DATASET RECORDS:
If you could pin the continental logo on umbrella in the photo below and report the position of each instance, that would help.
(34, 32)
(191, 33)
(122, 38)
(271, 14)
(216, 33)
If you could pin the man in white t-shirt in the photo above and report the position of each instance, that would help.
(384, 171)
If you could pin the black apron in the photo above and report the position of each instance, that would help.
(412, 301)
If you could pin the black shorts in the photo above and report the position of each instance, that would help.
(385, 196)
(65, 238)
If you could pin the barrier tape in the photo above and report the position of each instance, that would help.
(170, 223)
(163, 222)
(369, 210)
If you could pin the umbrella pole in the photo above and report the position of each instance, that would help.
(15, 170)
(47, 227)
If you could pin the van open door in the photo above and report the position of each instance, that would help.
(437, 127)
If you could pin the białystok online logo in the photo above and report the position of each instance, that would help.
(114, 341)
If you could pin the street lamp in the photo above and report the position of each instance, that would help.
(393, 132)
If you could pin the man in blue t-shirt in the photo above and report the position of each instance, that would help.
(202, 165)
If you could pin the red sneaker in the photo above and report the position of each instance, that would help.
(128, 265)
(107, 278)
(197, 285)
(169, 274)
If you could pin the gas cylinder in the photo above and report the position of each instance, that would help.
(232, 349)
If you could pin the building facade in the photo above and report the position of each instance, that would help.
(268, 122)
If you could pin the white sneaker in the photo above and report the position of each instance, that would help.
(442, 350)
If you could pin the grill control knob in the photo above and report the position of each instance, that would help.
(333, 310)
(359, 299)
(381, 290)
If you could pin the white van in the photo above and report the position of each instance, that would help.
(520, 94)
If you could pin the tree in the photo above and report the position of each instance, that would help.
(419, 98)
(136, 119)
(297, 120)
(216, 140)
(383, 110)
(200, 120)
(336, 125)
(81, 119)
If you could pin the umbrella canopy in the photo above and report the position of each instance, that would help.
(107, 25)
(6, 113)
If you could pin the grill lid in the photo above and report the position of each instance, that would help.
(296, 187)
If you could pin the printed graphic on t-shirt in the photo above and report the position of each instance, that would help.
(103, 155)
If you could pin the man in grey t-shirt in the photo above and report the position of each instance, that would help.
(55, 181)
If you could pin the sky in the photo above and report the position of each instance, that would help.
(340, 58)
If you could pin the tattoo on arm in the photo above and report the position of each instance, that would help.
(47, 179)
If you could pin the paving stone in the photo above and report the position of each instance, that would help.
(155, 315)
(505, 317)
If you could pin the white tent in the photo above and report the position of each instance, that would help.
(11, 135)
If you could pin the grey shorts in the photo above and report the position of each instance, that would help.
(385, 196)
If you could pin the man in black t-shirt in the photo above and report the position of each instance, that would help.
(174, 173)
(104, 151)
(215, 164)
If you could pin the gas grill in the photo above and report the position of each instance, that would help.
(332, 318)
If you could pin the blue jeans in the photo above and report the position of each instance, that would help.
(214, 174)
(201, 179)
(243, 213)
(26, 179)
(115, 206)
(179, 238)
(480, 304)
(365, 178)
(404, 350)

PROBLEM REQUIREMENTS: Convert everything from the line containing "If you could pin the white tent" down to the end of the data into a JSON list of strings, with one string per line and blank lines left out.

THE SOLUTION:
[
  "If you could pin the white tent in the photo above and report the position of each instance, that would help.",
  "(11, 135)",
  "If you could pin the grey shorts in the photo above and report the position of each instance, that would help.",
  "(385, 196)",
  "If you could pin the man in black t-shirt in the photo above and report the position of each instance, that would help.",
  "(174, 173)",
  "(104, 151)",
  "(215, 164)",
  "If you could pin the gas grill in the photo above and report the position of each instance, that would help.",
  "(332, 318)",
  "If you could pin the blue jeans in the photo above and report the position of each instance, that would help.",
  "(214, 174)",
  "(201, 179)",
  "(243, 213)",
  "(26, 179)",
  "(115, 206)",
  "(179, 238)",
  "(480, 304)",
  "(365, 178)",
  "(404, 350)"
]